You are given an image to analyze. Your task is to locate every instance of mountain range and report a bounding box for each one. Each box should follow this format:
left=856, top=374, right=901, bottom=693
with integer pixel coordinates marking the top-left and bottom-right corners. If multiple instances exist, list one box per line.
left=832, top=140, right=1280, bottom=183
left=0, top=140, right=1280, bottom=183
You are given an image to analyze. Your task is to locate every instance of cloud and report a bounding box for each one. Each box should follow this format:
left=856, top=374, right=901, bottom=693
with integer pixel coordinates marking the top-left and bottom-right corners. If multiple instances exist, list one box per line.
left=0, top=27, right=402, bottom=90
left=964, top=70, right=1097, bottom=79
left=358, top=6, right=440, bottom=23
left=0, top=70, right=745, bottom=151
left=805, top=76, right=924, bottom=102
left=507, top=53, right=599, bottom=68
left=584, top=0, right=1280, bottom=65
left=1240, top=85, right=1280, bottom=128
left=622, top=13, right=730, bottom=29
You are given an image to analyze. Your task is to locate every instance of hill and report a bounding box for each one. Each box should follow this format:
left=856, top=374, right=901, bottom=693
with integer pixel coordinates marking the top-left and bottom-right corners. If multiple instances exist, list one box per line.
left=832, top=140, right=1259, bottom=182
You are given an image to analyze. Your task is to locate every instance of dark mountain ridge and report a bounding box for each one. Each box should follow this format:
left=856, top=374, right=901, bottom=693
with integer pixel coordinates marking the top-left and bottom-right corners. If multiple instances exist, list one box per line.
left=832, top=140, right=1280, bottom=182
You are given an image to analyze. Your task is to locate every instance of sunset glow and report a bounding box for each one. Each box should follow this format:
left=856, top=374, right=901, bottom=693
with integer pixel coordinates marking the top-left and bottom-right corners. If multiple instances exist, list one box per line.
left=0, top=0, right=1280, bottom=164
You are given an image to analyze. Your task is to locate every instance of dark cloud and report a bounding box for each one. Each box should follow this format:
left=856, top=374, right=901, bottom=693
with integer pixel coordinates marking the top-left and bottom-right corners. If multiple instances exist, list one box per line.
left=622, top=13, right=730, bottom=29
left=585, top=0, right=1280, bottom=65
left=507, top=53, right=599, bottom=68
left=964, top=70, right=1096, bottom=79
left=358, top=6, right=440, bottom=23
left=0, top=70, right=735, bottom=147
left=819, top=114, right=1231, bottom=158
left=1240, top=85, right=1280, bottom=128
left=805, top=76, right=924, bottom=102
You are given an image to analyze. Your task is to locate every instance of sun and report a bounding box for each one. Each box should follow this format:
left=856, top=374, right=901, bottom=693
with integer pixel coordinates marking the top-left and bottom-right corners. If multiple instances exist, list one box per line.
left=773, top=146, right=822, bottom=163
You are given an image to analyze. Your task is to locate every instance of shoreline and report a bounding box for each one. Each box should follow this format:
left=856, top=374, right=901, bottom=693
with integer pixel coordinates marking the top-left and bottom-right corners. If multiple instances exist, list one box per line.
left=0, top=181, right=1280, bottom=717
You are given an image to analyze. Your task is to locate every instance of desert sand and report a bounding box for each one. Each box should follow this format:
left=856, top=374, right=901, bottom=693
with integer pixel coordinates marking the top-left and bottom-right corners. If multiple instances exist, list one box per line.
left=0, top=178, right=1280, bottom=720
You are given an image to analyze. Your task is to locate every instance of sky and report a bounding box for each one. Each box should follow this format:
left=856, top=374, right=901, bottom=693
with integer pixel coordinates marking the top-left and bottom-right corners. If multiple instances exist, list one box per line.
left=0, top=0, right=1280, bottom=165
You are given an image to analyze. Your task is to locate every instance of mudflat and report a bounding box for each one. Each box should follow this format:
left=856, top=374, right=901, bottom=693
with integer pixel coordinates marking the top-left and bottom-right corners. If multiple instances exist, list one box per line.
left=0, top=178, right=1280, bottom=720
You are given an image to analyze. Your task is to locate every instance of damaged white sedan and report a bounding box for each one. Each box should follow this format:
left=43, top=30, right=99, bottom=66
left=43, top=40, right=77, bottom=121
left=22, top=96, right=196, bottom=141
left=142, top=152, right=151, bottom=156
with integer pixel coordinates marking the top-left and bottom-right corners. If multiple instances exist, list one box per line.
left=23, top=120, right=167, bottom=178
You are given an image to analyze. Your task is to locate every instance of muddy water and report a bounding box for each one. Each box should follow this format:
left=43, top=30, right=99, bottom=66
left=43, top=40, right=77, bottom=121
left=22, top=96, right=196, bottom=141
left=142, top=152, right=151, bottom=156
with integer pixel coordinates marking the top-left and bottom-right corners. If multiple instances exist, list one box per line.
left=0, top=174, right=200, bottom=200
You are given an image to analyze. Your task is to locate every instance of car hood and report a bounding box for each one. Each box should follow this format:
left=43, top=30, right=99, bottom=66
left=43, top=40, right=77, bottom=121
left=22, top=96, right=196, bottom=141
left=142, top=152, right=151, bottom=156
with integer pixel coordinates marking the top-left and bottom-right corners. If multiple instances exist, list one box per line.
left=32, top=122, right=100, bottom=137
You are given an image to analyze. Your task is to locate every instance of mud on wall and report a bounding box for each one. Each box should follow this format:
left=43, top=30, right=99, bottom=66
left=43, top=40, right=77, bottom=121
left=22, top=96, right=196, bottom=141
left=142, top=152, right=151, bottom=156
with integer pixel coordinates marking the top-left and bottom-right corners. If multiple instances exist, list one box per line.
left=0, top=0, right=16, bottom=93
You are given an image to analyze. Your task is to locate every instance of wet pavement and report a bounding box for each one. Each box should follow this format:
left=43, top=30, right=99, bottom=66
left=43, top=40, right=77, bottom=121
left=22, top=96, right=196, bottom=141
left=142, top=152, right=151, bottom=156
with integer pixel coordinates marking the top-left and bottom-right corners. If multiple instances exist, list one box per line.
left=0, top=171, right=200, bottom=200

┄┄┄┄┄┄┄┄┄┄

◆ **Short task**
Copy all of the items above word for word.

◆ **Answer in full**
You are given an image to analyze. Your task is to locate every instance of mountain range and report a bounding box for each one. Each box should follow this format:
left=856, top=374, right=901, bottom=693
with integer pixel coordinates marking the top-left and bottom-right corners. If multiple instances exist, list one box per line.
left=832, top=140, right=1280, bottom=183
left=0, top=140, right=1280, bottom=183
You are given an image to analyze. Your task is to locate every instance of cloud and report a bounding box for each one. Each box should follow this format:
left=856, top=374, right=901, bottom=693
with integer pixel coordinates marking the top-left and bottom-right corners. If multiple instances exist, list one box per line.
left=0, top=27, right=402, bottom=90
left=964, top=70, right=1097, bottom=79
left=358, top=6, right=440, bottom=23
left=0, top=70, right=745, bottom=151
left=805, top=76, right=924, bottom=102
left=507, top=53, right=599, bottom=68
left=584, top=0, right=1280, bottom=65
left=1240, top=85, right=1280, bottom=128
left=622, top=13, right=730, bottom=29
You are given an image to analyze. Your task is to locate every instance of hill and report a bounding box for each one. Each box should follow this format:
left=856, top=374, right=901, bottom=693
with integer pixel coordinates marking the top-left and bottom-right corners. If multiple instances exist, list one box per line.
left=832, top=140, right=1259, bottom=182
You are given an image to analyze. Your task is to locate every instance of dark mountain ridge and report a bounding box for each one. Each box should follow this format:
left=856, top=374, right=901, bottom=693
with integer pixel coordinates marking the top-left and bottom-right corners. If multiple instances exist, list one box per line.
left=832, top=140, right=1280, bottom=182
You are given an image to analyze. Your task is to locate every instance of sunset glow and report a bounding box for each one. Each box should follow this format:
left=856, top=374, right=901, bottom=693
with integer pixel coordinates marking the top-left and bottom-right corners. If multiple instances exist, list one box per line.
left=0, top=0, right=1280, bottom=164
You are given an image to analyze. Your task is to locate every instance of dark cloud and report a bounding box for each one. Each box should follow this format:
left=856, top=374, right=901, bottom=693
with integer pixel coordinates marking the top-left and bottom-right corners. If multiple instances exist, list one box per line.
left=622, top=13, right=730, bottom=29
left=585, top=0, right=1280, bottom=65
left=507, top=53, right=599, bottom=68
left=964, top=70, right=1096, bottom=79
left=358, top=6, right=440, bottom=23
left=0, top=70, right=735, bottom=147
left=819, top=114, right=1231, bottom=158
left=1240, top=85, right=1280, bottom=128
left=805, top=76, right=924, bottom=102
You are given an image to analyze. Your task is to locate every instance of sun and report a bounding box for each one. Each box should follow this format:
left=856, top=374, right=901, bottom=693
with integer pixel coordinates marking the top-left and bottom-right corners. If multiple instances exist, list one box per line.
left=773, top=146, right=822, bottom=163
You are given an image to analyze. Your task is to locate every instance of shoreline and report a bounding box for each one. Each box should follow this format:
left=856, top=374, right=901, bottom=693
with integer pixel coordinates marking the top-left and bottom-right corners. If multiple instances exist, list one box per line.
left=0, top=181, right=1280, bottom=717
You are given an image to analyze. Your task is to locate every instance of desert sand and report a bounding box for each one. Each box should follow this format:
left=856, top=374, right=901, bottom=693
with integer pixel coordinates marking the top-left and bottom-right corners. If multiple instances exist, list one box per line.
left=0, top=178, right=1280, bottom=720
You are given an image to analyze. Your task is to locate every instance of sky and report a bounding box for each one. Each box should follow this format:
left=856, top=374, right=901, bottom=693
with integer pixel coordinates marking the top-left and bottom-right corners. If multiple instances exist, list one box per line.
left=0, top=0, right=1280, bottom=165
You are given an image to analyze. Your task is to locate every instance of mudflat and report a bounding box for each one. Each box should follow this format:
left=856, top=374, right=901, bottom=693
with integer pixel coordinates marking the top-left and bottom-right corners. If multiple instances exist, list one box per line.
left=0, top=178, right=1280, bottom=720
You are given an image to analyze. Your task is to locate every instance of damaged white sedan and report a bounding box for each one. Each box should follow this format:
left=43, top=30, right=99, bottom=66
left=43, top=40, right=77, bottom=121
left=22, top=96, right=196, bottom=141
left=142, top=152, right=151, bottom=156
with integer pixel coordinates marking the top-left and bottom-right corners. If multiple instances exist, list one box per line.
left=23, top=120, right=167, bottom=178
You are given an image to analyze. Your task is to locate every instance of muddy water and report a bounding box for each one. Each box should follow this format:
left=43, top=30, right=99, bottom=66
left=43, top=40, right=77, bottom=121
left=22, top=96, right=196, bottom=141
left=142, top=152, right=151, bottom=156
with integer pixel coordinates marking the top-left and bottom-right corners. If multiple instances exist, list one box per line.
left=0, top=174, right=200, bottom=200
You are given an image to analyze. Your task is to locate every instance of car hood and report a bounding box for each one. Each box should follow this format:
left=43, top=30, right=99, bottom=66
left=43, top=40, right=77, bottom=121
left=22, top=96, right=196, bottom=141
left=142, top=152, right=151, bottom=156
with integer pixel coordinates marking the top-left and bottom-right corners. If multiple instances exist, list one box per line.
left=32, top=122, right=100, bottom=137
You are given an image to analyze. Your task is to locate every instance of mud on wall and report a bounding box for each one. Each box should follow this format:
left=43, top=30, right=99, bottom=66
left=43, top=40, right=77, bottom=121
left=22, top=96, right=196, bottom=141
left=142, top=152, right=151, bottom=156
with integer pixel coordinates marking the top-left and bottom-right corners. If multiple instances exist, list one box per line.
left=0, top=0, right=16, bottom=93
You are given an image to analyze. Your task is to locate every instance of wet pavement and report a bounding box for each one. Each box should follow this format:
left=43, top=30, right=99, bottom=66
left=43, top=40, right=77, bottom=121
left=22, top=96, right=196, bottom=141
left=142, top=152, right=151, bottom=156
with integer pixel coordinates marking the top-left and bottom-right corners. If multiple instances exist, list one box per line.
left=0, top=171, right=200, bottom=200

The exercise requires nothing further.